> [Task objective]
Copy out every line of the items below that contains the word "instance".

> [Dataset excerpts]
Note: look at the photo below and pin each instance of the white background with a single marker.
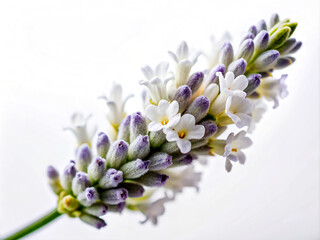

* * *

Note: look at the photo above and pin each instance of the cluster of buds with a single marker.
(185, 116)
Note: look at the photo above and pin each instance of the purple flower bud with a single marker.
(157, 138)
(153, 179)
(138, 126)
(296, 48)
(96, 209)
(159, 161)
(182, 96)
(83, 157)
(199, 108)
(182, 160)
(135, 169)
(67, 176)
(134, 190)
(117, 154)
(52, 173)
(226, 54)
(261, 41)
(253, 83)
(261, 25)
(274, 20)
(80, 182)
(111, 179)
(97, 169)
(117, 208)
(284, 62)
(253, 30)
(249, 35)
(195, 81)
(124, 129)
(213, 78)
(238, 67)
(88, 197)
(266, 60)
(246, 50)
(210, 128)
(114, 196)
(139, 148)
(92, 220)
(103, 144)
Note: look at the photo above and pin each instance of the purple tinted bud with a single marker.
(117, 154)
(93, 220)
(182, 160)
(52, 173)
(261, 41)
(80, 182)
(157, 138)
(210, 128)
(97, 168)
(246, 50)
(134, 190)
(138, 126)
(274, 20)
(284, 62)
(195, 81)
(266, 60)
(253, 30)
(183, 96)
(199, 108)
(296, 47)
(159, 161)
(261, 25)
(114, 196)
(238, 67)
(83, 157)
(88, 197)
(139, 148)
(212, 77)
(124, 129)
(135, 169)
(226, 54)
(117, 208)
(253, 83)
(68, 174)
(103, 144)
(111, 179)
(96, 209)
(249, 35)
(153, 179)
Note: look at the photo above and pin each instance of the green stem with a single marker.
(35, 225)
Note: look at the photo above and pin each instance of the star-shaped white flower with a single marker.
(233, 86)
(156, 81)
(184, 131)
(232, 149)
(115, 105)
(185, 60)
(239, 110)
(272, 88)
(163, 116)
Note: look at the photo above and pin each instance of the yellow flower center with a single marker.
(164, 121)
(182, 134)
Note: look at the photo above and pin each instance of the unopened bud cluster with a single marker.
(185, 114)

> [Problem solution]
Note: look at the photo below and pin each instance of the white background with a single marker.
Note: look at the photo above and pin each instance of the cluster of buds with a single marker.
Note: look at the photo above and pin each instance of the purple flower bud with a single marker.
Note: look at the photo above and pin each instance of the purple tinted bud with a single marker.
Note: look at the photo above and pin each instance of the green stem with a single marker.
Note: look at the photo above and pin each instance of the star-shaped white flower with a single marker.
Note: look at the photo above and pin each instance of the yellow flower center with a single marker.
Note: look at the photo above and pin each instance of the unopened bud cluster with a single marker.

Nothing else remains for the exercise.